PROVIDED DATA
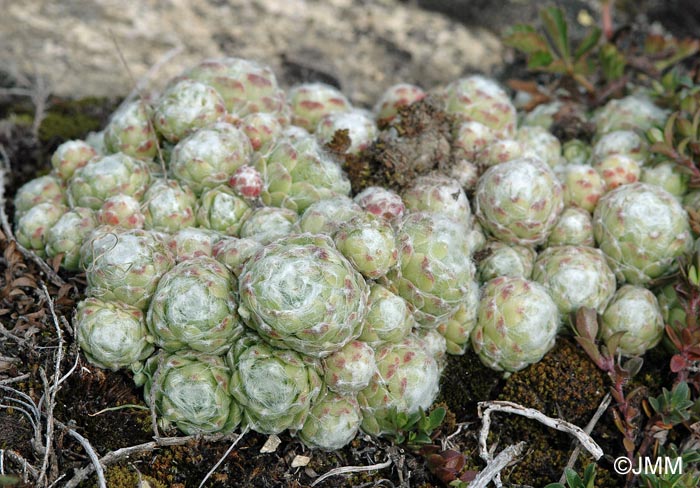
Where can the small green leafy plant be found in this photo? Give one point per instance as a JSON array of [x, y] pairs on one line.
[[416, 429], [551, 51]]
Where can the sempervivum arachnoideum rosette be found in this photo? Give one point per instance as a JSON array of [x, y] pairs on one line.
[[519, 201], [299, 292]]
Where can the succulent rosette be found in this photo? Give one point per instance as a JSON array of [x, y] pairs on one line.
[[33, 226], [576, 151], [575, 277], [332, 423], [517, 324], [190, 390], [266, 224], [326, 216], [185, 107], [381, 202], [126, 266], [470, 138], [349, 369], [668, 176], [435, 266], [635, 311], [245, 86], [194, 307], [617, 169], [691, 200], [361, 128], [519, 201], [297, 173], [112, 335], [505, 260], [276, 387], [540, 143], [189, 243], [574, 228], [70, 156], [482, 100], [642, 229], [388, 319], [440, 194], [131, 132], [67, 235], [673, 313], [369, 243], [634, 112], [220, 209], [234, 252], [406, 381], [301, 293], [107, 176], [209, 156], [44, 189], [247, 182], [582, 186], [309, 102], [476, 239], [121, 211], [263, 129], [499, 151], [168, 206], [394, 99], [457, 328]]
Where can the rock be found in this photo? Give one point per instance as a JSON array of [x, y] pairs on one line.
[[363, 47]]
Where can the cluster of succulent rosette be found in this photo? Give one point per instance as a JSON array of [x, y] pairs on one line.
[[230, 269]]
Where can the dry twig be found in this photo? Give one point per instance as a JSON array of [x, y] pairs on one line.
[[495, 466], [486, 408], [211, 471], [589, 428], [351, 469], [116, 456]]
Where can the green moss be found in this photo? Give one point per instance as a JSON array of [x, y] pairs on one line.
[[74, 119], [565, 384]]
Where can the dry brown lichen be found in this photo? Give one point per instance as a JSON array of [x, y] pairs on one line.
[[417, 142]]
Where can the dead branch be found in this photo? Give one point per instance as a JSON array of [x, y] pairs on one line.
[[116, 456], [589, 428], [17, 458], [486, 408], [101, 483], [494, 467], [48, 398], [351, 469], [17, 379]]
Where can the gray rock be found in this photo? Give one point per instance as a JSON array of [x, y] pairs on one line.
[[363, 47]]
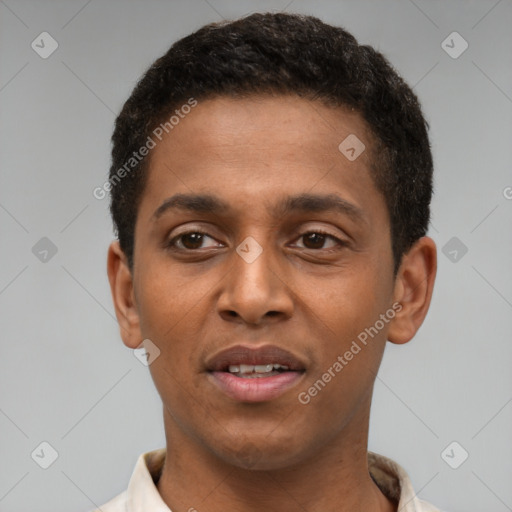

GOAL OF THE EXERCISE
Rescale the items from the start through the line containing "[[519, 201], [299, 292]]", both included. Give those lines again with the requests unchanged, multiply every point coordinate in the answers by 2.2, and round each result to a whole number, with halves rounded up. Leave the pictures out and return nothing beyond these lines.

WRITTEN REPLY
Where can the small green leafy plant be found in this photo? Give one point per instance as a JSON array of [x, y] pairs on one line.
[[915, 944], [1212, 112]]
Where can the sempervivum arachnoideum rosette be found in this photo? Give one point per instance as a JSON array of [x, y] pairs on one line.
[[1142, 442], [658, 642]]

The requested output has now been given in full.